start Document extract

Je suis right-wing libertarian | Coffee House - Paul Nizinskyj, The Spectator:
October 7, 2016 - "On Tuesday night, Conservatives for Liberty, which I co-founded in 2013, hosted our annual Freedom Fizz reception. Jacob Rees-Mogg and Toby Young joined us, along with 400 party delegates, most of whom identify as right-wing libertarians....
"Twelve hours after we packed up, the Prime Minister effectively declared the lot of us enemies of the party – and the people. The Prime Minister used her keynote speech to attack the ‘ideological templates of the socialist left and the libertarian right’ as enemies of a government which would ‘act on behalf of the people’. Mrs May seemed to be suggesting that people should be just as concerned about entryism from the libertarian right as from the far left.
"It’s not a particularly nice feeling to be told you are unwelcome in a party which you’ve called your home for ten years, but we ought to have seen this coming. My colleagues and I have spent the last three years attacking in the strongest terms Mrs May’s appalling record on civil liberties as Home Secretary, as well as her enthusiasm for state intervention on the economy, but we were willing to give her the benefit of the doubt.... How naive we were.

end Document extract
start Data listing

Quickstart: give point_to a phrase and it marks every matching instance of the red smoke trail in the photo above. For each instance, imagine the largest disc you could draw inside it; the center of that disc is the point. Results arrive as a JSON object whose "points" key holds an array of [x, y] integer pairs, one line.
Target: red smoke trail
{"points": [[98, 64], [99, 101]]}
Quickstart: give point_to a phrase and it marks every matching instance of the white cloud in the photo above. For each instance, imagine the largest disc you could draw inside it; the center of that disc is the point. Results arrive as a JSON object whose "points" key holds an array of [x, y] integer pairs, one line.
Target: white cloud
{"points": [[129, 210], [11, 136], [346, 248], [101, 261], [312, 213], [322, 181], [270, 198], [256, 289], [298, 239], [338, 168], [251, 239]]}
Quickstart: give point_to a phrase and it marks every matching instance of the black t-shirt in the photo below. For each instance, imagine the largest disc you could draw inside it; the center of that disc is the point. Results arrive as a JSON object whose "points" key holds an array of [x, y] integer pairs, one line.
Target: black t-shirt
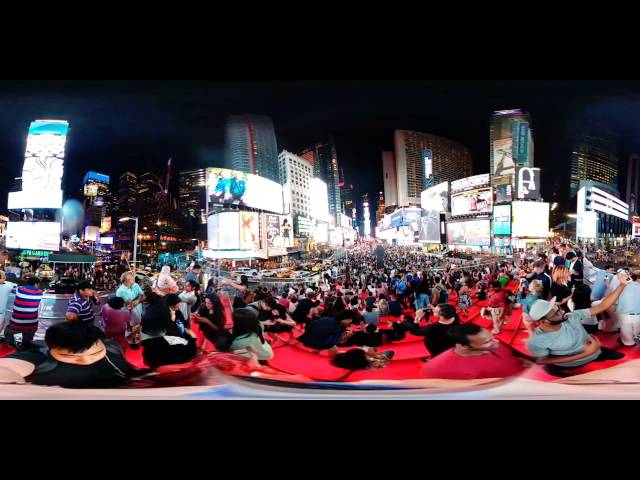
{"points": [[110, 372], [436, 339]]}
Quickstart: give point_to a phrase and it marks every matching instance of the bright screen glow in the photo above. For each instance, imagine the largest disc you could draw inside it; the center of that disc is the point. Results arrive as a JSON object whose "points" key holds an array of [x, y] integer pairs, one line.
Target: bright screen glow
{"points": [[471, 233], [436, 199], [230, 187], [472, 202], [502, 220], [33, 235], [530, 219]]}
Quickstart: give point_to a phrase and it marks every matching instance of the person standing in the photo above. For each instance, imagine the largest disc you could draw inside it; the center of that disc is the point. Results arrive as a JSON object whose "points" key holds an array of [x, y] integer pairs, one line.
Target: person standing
{"points": [[24, 317]]}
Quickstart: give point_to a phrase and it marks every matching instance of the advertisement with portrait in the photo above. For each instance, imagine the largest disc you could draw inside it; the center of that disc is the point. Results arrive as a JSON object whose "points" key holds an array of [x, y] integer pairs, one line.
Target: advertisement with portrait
{"points": [[436, 199], [230, 187], [472, 202], [249, 231], [530, 219], [470, 233], [502, 220], [503, 158], [33, 235]]}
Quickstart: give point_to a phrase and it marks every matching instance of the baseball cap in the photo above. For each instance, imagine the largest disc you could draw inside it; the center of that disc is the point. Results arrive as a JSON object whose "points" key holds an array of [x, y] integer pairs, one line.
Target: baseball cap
{"points": [[541, 308]]}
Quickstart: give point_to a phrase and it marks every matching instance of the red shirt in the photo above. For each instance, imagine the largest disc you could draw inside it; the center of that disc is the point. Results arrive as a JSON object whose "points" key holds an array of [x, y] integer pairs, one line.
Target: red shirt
{"points": [[498, 299], [449, 365]]}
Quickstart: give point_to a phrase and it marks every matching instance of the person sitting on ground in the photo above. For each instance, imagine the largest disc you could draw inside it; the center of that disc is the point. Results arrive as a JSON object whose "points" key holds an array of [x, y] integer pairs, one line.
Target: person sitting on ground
{"points": [[247, 337], [436, 340], [116, 321], [477, 354], [561, 343], [361, 359], [77, 357], [326, 332]]}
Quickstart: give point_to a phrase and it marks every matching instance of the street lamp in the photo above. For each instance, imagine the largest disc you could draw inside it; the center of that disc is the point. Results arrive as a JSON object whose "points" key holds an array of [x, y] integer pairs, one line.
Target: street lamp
{"points": [[135, 240]]}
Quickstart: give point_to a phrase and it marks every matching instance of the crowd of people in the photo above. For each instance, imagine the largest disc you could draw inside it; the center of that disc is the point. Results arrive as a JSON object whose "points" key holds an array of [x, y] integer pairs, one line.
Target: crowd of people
{"points": [[371, 300]]}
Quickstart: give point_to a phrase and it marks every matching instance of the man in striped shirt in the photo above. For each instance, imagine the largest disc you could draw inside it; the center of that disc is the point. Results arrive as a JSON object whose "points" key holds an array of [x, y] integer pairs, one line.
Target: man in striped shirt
{"points": [[24, 317], [80, 306]]}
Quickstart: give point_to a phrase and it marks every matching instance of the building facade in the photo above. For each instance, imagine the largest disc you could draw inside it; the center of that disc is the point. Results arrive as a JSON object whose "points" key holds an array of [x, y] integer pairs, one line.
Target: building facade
{"points": [[417, 154], [251, 145], [595, 158], [295, 174], [324, 158]]}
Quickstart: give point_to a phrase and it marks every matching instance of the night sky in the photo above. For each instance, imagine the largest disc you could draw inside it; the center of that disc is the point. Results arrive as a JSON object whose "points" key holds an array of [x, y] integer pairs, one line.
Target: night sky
{"points": [[118, 125]]}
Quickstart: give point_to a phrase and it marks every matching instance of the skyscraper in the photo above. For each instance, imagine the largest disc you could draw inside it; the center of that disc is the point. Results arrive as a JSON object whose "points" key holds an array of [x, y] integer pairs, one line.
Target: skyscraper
{"points": [[595, 158], [390, 178], [251, 145], [633, 185], [193, 192], [325, 167], [416, 153]]}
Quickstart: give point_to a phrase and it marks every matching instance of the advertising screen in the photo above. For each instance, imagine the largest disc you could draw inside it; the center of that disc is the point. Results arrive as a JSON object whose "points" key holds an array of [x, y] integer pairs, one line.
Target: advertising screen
{"points": [[530, 219], [430, 227], [502, 220], [224, 231], [587, 225], [321, 232], [230, 187], [472, 202], [470, 233], [33, 235], [249, 231], [436, 199], [319, 200], [503, 158]]}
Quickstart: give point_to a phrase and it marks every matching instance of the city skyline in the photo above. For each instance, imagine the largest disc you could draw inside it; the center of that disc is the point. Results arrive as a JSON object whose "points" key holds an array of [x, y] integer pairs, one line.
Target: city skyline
{"points": [[182, 123]]}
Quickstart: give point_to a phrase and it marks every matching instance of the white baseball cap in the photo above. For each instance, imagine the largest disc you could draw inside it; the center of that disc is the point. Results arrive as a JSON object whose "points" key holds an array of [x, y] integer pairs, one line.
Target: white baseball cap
{"points": [[541, 308]]}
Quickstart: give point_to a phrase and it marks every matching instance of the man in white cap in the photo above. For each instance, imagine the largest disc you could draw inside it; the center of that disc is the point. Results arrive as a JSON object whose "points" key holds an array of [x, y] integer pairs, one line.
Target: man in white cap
{"points": [[561, 343]]}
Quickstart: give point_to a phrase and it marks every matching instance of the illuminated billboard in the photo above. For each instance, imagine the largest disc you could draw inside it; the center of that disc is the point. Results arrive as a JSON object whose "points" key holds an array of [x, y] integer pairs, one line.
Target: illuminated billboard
{"points": [[33, 235], [503, 158], [249, 231], [478, 201], [469, 233], [230, 187], [436, 199], [530, 219], [319, 200], [502, 220]]}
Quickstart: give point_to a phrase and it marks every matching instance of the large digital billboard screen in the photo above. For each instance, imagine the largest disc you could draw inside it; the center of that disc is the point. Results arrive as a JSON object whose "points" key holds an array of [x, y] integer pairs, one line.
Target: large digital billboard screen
{"points": [[469, 233], [502, 220], [436, 199], [530, 219], [33, 235], [229, 187], [478, 201]]}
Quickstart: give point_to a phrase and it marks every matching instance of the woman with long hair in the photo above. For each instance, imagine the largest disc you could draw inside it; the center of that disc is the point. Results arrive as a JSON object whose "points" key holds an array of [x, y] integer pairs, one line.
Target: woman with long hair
{"points": [[560, 287]]}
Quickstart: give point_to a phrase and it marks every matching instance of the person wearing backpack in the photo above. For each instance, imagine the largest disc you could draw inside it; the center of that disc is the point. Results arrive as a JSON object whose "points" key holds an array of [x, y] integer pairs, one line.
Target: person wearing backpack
{"points": [[78, 357]]}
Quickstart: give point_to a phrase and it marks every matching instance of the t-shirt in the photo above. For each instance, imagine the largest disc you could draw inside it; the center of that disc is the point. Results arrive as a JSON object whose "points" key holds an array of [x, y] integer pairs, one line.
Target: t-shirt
{"points": [[110, 372], [569, 340], [115, 321], [499, 363], [82, 307]]}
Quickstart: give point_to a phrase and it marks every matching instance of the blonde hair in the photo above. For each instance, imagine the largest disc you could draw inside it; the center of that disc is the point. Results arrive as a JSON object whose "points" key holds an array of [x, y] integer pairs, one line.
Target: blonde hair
{"points": [[560, 275], [537, 287]]}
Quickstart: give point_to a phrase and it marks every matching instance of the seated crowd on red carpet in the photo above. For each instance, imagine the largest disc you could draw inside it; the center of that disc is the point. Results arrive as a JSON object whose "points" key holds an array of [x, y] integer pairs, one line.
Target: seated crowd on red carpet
{"points": [[356, 317]]}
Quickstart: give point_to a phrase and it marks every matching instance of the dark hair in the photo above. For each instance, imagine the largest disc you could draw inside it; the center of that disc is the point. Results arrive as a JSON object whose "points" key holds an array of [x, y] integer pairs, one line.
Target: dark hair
{"points": [[354, 359], [461, 333], [448, 311], [581, 297], [172, 300], [76, 337], [117, 303], [245, 323]]}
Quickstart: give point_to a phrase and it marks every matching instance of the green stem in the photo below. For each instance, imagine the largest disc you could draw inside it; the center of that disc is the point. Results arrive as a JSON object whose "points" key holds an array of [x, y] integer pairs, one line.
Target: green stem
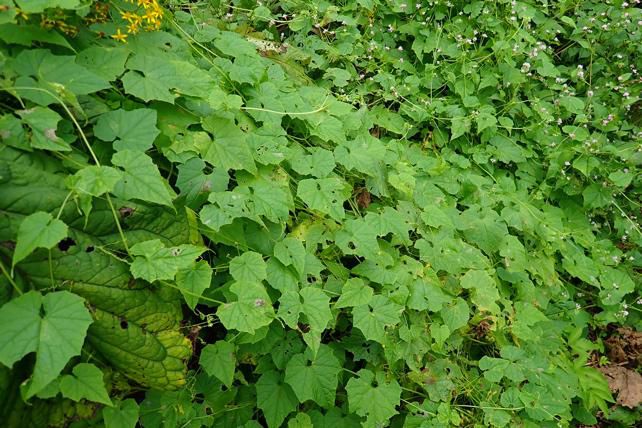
{"points": [[11, 281]]}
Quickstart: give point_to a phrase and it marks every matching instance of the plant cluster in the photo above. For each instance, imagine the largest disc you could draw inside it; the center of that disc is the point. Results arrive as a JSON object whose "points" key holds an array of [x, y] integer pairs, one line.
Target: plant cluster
{"points": [[307, 214]]}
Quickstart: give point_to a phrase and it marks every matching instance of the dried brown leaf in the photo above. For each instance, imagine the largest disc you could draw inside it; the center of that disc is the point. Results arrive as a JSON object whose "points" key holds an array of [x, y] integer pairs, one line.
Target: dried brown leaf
{"points": [[627, 383]]}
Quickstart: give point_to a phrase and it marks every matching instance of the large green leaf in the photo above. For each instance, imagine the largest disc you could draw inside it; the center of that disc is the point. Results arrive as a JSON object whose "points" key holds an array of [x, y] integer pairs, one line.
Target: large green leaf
{"points": [[251, 311], [129, 130], [371, 395], [53, 326], [38, 230], [86, 381], [141, 179], [314, 377], [218, 360], [275, 398], [136, 328]]}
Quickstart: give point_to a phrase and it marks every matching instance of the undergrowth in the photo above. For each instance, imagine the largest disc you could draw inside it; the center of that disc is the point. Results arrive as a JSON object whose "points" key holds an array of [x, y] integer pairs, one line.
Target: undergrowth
{"points": [[335, 213]]}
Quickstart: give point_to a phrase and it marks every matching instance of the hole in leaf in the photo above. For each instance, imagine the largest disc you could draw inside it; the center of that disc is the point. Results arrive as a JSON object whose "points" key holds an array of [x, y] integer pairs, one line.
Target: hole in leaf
{"points": [[126, 212], [66, 243]]}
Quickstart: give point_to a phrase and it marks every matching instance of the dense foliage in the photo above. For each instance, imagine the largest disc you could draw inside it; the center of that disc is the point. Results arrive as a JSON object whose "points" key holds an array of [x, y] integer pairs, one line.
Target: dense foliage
{"points": [[331, 213]]}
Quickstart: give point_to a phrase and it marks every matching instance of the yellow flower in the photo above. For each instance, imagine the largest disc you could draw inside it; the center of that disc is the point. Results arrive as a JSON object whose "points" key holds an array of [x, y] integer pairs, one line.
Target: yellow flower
{"points": [[132, 28], [127, 16], [119, 36]]}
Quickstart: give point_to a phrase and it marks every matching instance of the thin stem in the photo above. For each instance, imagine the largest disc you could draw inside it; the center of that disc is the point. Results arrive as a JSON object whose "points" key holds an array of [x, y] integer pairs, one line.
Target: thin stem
{"points": [[10, 279]]}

end Data listing

* _To be done_:
a. Reproduce the Spectator article from "Je suis right-wing" up to and including "as right-wing libertarians....".
b. Name every person identified by name in the Spectator article.

* _Answers below_:
a.
Je suis right-wing libertarian | Coffee House - Paul Nizinskyj, The Spectator:
October 7, 2016 - "On Tuesday night, Conservatives for Liberty, which I co-founded in 2013, hosted our annual Freedom Fizz reception. Jacob Rees-Mogg and Toby Young joined us, along with 400 party delegates, most of whom identify as right-wing libertarians....

b.
Paul Nizinskyj
Jacob Rees-Mogg
Toby Young
Mrs May